Direction A:
According to the passage on social-agronomic work, why can commercial companies easily equip beet-sugar and other factories?

Page extract:
↓

The issue of the composition of these means is poorly developed theoretically and, by its very nature, does not allow the provision of recipes. Moreover, social-agronomic work varies at its different stages. Its content changes and differs at the initial propaganda stage; after several years, at the stage of intensification in relation to the cooperative movement; and a few years later, at the stage of deep differentiation and functional specialization of the social-agronomic staff.

The differences in social-agronomic work are also determined by the economic, natural, and everyday features of its area. Thus, the implements of social agronomy in the Champagne vineyards and on the slopes of Vesuvius would differ from the implements of the zemstvo agronomic area in the Vologda Province or Western Siberia. However, the same general idea would determine the selection of implements for any agronomic area regardless of its longitude and latitude. Every material means of social-agronomic work should correspond to its nature, its content, and the specific local economic conditions.

That is why it is impossible to write any recipes for equipping an agronomic station or the wholesale production of implements. Commercial companies easily equip beet-sugar and other factories or select items for equipping chemical laboratories, because they know that all those processes are the same for all these factories and laboratories wherever they are located. The peculiarity and variety of agronomic work exclude such a possibility. Even if there were a possibility for the wholesale equipment of an agronomic station, a large share of funds would be spent in vain, because the agronomist would never use many of the implements and would suffer from the lack of many others.

↑

Given information:
↓

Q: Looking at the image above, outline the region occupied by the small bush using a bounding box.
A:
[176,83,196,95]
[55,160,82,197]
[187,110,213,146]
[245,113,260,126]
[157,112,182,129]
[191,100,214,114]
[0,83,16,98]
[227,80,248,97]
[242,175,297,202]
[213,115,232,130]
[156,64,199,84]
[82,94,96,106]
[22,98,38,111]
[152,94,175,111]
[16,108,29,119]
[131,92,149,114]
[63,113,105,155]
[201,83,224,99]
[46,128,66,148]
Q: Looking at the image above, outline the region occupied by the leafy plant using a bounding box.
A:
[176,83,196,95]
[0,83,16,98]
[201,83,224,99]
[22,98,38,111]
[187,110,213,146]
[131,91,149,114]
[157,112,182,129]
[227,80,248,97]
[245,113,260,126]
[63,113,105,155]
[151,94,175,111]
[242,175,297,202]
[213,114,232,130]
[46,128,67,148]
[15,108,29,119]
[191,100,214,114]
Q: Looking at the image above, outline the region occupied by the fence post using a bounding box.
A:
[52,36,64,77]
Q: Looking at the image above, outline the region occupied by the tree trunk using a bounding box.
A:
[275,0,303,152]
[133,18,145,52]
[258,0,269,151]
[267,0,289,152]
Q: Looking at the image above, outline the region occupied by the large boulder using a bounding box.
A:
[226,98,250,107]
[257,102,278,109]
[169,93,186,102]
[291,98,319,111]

↑

Direction B:
Reproduce the stretch of the listing from its start through the line containing "[46,128,66,148]", both ends included. Keep every line, not only the answers, and multiply each bounding-box coordinate in the answers by 0.95, rounding to the nearest whole number with halves rounded up.

Problem solution A:
They know that all those processes are the same for all these factories and laboratories, wherever they are located.

Problem solution B:
Q: Looking at the image above, outline the region occupied by the small bush using a bounding box.
A:
[167,79,186,90]
[52,152,78,187]
[178,105,202,139]
[233,107,247,120]
[149,106,173,123]
[181,95,203,108]
[0,79,15,93]
[216,76,236,92]
[230,166,282,192]
[202,109,220,124]
[148,61,189,80]
[78,89,91,101]
[21,93,36,105]
[144,89,166,105]
[15,103,28,113]
[124,87,142,108]
[60,107,100,147]
[191,79,213,94]
[44,122,63,141]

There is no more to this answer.